• WHAT YOU ARE ASKED TO DO
Extend the passage on Manabe's and Hasselmann's contributions to climate science, picking up after its final sentence.

• ARTICLE
>> BEGIN
This ability to extract predictions from complex systems is at the heart of today’s climate research, which owes much of its foundation to the pioneering work of Manabe and Hasselmann. In 1967, Manabe and colleagues modeled the radiation and convection within the atmosphere, providing a solid link between rising carbon dioxide levels and global temperature increases [4]. In 1976, Hasselmann came up with a way for treating natural variability in climate data [5]. This technique allowed him to identify specific signals in the data—what he called “fingerprints”—associated with various factors that influence climate, including human activity.

J. Jarnestad/The Royal Swedish Academy of Sciences
Climate clues. Using Klaus Hasselmann’s fingerprinting method, climate scientists can compare predictions of atmospheric temperature change coming from volcanoes and other natural influences (blue) with predictions for changes coming from both natural and human inputs (red). The latter’s agreement with observations (black) is evidence of humanity’s role in climate change [6].

Climate expert Gabi Hegerl of Edinburgh University in the UK worked with Hasselmann in fingerprinting the human impact on climate change. She says that Hasselmann and Manabe have both developed models that address fundamental questions about how the climate works and how it changes. “They are two giants in climate science that really shaped and, in some way, started climate science,” Hegerl says.
>> END
• DATA
>> BEGIN
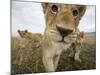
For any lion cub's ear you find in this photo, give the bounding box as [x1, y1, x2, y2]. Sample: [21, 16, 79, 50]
[18, 30, 20, 32]
[77, 5, 86, 19]
[42, 3, 48, 13]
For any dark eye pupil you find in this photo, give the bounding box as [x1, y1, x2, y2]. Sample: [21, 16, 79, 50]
[51, 5, 58, 12]
[73, 10, 78, 16]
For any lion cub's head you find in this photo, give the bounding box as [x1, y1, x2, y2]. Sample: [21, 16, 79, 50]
[42, 3, 86, 41]
[18, 30, 42, 42]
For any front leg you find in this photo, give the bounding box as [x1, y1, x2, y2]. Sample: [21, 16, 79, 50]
[54, 55, 60, 70]
[43, 56, 55, 72]
[74, 46, 81, 62]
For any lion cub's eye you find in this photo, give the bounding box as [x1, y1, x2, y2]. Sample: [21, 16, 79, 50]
[72, 10, 79, 16]
[51, 5, 58, 14]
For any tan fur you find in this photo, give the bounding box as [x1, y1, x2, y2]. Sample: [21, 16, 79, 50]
[17, 3, 86, 72]
[18, 30, 42, 47]
[42, 3, 86, 71]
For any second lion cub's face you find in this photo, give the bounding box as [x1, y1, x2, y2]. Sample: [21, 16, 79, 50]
[42, 3, 86, 42]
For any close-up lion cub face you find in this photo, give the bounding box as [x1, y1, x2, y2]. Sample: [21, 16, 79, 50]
[42, 3, 86, 41]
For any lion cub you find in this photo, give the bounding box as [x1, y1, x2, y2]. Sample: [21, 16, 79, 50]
[18, 30, 42, 47]
[69, 31, 84, 62]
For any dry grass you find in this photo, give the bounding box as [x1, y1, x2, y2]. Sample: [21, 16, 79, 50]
[11, 33, 96, 75]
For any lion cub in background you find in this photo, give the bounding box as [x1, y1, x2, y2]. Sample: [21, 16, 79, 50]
[18, 3, 86, 72]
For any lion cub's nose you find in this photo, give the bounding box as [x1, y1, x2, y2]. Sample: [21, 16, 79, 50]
[57, 27, 73, 37]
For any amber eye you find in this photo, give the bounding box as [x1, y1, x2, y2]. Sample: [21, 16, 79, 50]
[51, 5, 58, 13]
[72, 10, 79, 16]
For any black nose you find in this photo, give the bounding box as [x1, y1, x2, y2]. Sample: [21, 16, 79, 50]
[57, 27, 73, 37]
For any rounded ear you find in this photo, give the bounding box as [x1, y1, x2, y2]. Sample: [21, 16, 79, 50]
[77, 5, 86, 19]
[25, 30, 28, 32]
[42, 3, 48, 13]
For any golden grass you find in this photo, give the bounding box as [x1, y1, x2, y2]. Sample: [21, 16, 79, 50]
[11, 36, 96, 75]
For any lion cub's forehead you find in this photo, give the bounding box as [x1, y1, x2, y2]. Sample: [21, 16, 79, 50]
[48, 3, 77, 9]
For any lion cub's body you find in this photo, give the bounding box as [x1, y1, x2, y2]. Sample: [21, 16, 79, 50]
[17, 3, 86, 72]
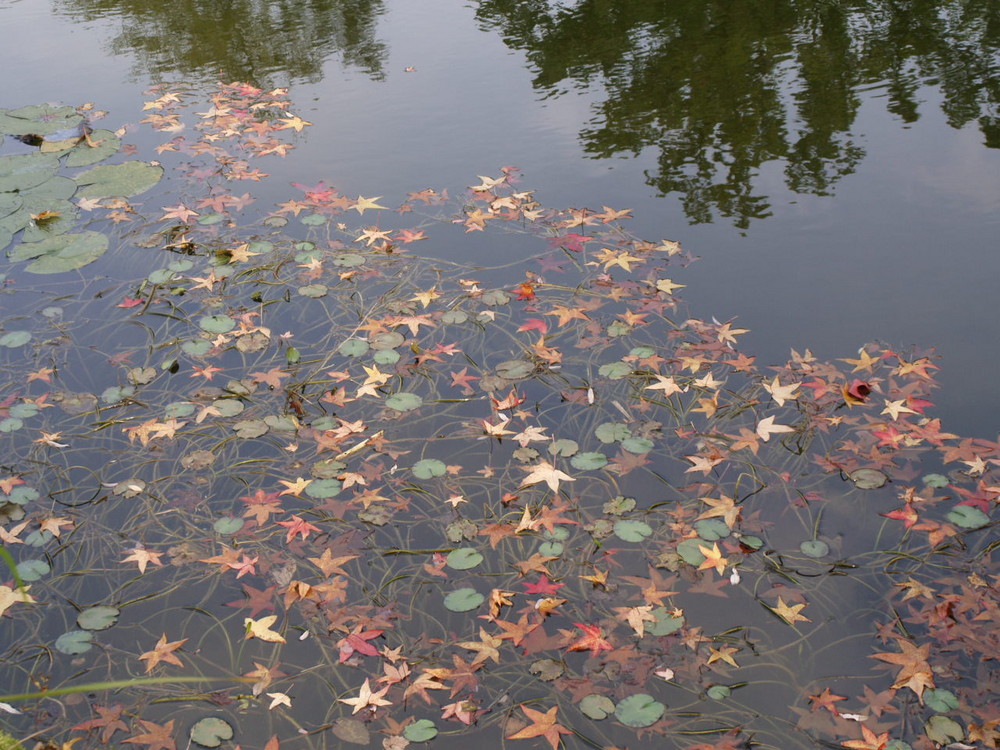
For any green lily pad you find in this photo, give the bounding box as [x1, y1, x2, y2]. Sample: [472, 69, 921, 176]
[622, 437, 656, 455]
[306, 479, 343, 500]
[496, 359, 535, 380]
[0, 151, 59, 193]
[594, 422, 632, 443]
[56, 630, 94, 656]
[76, 161, 163, 198]
[76, 606, 121, 630]
[615, 693, 667, 728]
[569, 451, 608, 471]
[444, 588, 486, 612]
[191, 716, 233, 747]
[403, 719, 437, 742]
[924, 688, 958, 714]
[198, 315, 236, 333]
[17, 559, 51, 581]
[447, 547, 483, 570]
[338, 340, 368, 357]
[10, 231, 108, 274]
[946, 505, 990, 529]
[705, 685, 733, 701]
[412, 458, 448, 479]
[209, 520, 244, 536]
[579, 693, 615, 721]
[0, 331, 31, 349]
[799, 539, 830, 558]
[615, 519, 653, 542]
[66, 130, 122, 167]
[385, 392, 424, 411]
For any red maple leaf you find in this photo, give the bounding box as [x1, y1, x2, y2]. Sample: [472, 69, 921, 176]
[566, 622, 614, 656]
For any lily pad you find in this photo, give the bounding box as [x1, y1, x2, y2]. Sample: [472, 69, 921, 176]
[412, 458, 448, 479]
[191, 716, 233, 747]
[569, 451, 608, 471]
[947, 505, 990, 529]
[76, 161, 163, 198]
[615, 693, 667, 728]
[0, 331, 31, 349]
[444, 587, 486, 612]
[580, 693, 615, 721]
[56, 630, 94, 656]
[10, 231, 108, 274]
[447, 547, 483, 570]
[76, 606, 121, 630]
[403, 719, 437, 742]
[799, 539, 830, 558]
[385, 392, 424, 411]
[615, 519, 653, 542]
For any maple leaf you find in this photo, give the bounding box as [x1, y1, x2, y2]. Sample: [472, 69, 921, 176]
[840, 724, 889, 750]
[507, 703, 573, 750]
[521, 461, 576, 492]
[566, 622, 613, 657]
[122, 719, 177, 750]
[243, 615, 286, 643]
[73, 703, 128, 745]
[769, 596, 812, 625]
[122, 545, 163, 574]
[338, 679, 392, 715]
[139, 633, 187, 674]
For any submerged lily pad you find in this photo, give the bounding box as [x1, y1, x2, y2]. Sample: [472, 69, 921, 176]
[10, 231, 108, 274]
[615, 693, 666, 728]
[191, 716, 233, 747]
[76, 161, 163, 198]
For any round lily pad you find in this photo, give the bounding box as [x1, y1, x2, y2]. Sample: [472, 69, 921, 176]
[448, 547, 483, 570]
[799, 539, 830, 558]
[413, 458, 448, 479]
[850, 469, 889, 490]
[76, 606, 121, 630]
[615, 519, 653, 542]
[198, 315, 236, 333]
[191, 716, 233, 747]
[615, 693, 667, 728]
[444, 588, 486, 612]
[385, 392, 424, 411]
[56, 630, 94, 656]
[580, 693, 615, 721]
[76, 161, 163, 198]
[403, 719, 437, 742]
[9, 232, 108, 274]
[569, 451, 608, 471]
[0, 331, 31, 349]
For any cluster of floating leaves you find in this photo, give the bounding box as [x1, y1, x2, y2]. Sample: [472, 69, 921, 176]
[0, 84, 1000, 750]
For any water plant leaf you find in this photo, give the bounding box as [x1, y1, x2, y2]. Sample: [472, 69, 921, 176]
>> END
• TASK OUTPUT
Climate science and spin-glass modeling both deal with multiple length scales, says Cavagna. He thinks all three Nobel laureates should be commended for zooming in at the right length scale where the complexity could be simplified. “Simplification is really what physics is great at doing,” he says.

–Michael Schirber

Michael Schirber is a Corresponding Editor for Physics Magazine based in Lyon, France.


  1. G. Parisi, “Infinite number of order parameters for spin-glasses,” Phys. Rev. Lett. 43, 1754 (1979).
  2. Giorgio Parisi, “Order parameter for spin-glasses,” Phys. Rev. Lett. 50, 1946 (1983).
  3. M. Mézard et al., “Nature of the spin-glass phase,” Phys. Rev. Lett. 52, 1156 (1984).
  4. S. Manabe and R. T. Wetherald, “Thermal equilibrium of the atmosphere with a given distribution of relative humidity,” J. Atmos. Sci. 24, 241 (1967).
  5. K. Hasselmann, “Stochastic climate models Part I. Theory,” Tellus 28, 473 (1976).
  6. G. Hegerl and F. Zwiers, “Use of models in detection and attribution of climate change,” Wiley Interdiscip. Ref. Clim. Change 2, 570 (2011).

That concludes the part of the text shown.